● **REQUEST**
Please recast the items below as a numbered list, leaving out any blank lines.

● **EXCERPTED DATA**
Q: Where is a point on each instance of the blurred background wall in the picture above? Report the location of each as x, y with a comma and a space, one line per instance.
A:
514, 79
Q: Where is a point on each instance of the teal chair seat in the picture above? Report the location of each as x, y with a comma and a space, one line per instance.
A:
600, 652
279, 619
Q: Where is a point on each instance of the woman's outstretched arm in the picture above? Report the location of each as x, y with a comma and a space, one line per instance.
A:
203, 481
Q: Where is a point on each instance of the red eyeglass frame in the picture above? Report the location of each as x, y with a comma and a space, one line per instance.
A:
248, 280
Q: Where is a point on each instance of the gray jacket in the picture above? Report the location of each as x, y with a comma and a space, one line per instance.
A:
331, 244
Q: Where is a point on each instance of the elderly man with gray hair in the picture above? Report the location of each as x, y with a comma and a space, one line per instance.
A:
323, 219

● **THE COMPLETED TASK**
1. Q: Where is a point on each instance of the blurred background wall in the picture above? Report the location of each as x, y with a comma and a space, one line per instance.
2. A:
3. 514, 79
4. Q: Where is a point on each instance of the teal chair seat in the picture above? Report the location of each as x, y with a comma and a space, one line per instance.
5. A:
6. 600, 652
7. 279, 619
8. Q: Where is a point on each instance of the woman's outstretched arm in the picture above? Report the location of each as x, y with a comma and a space, one line per instance.
9. A:
10. 203, 481
11. Q: Where is a point on each instance of the red eyeglass frame in the picture above? Report the location of each as x, y with a comma and a space, one line per instance.
12. A:
13. 248, 280
14. Q: Where is a point on each instance of the gray jacket in the picture above? Report the location of each as x, y with a comma and a space, one line per instance.
15. A:
16. 331, 244
17. Q: Where is a point on each instance of the elderly man with gray hair in the picture above? Report the location of each as x, y with a comma and a space, one line per instance.
18. A:
19. 323, 219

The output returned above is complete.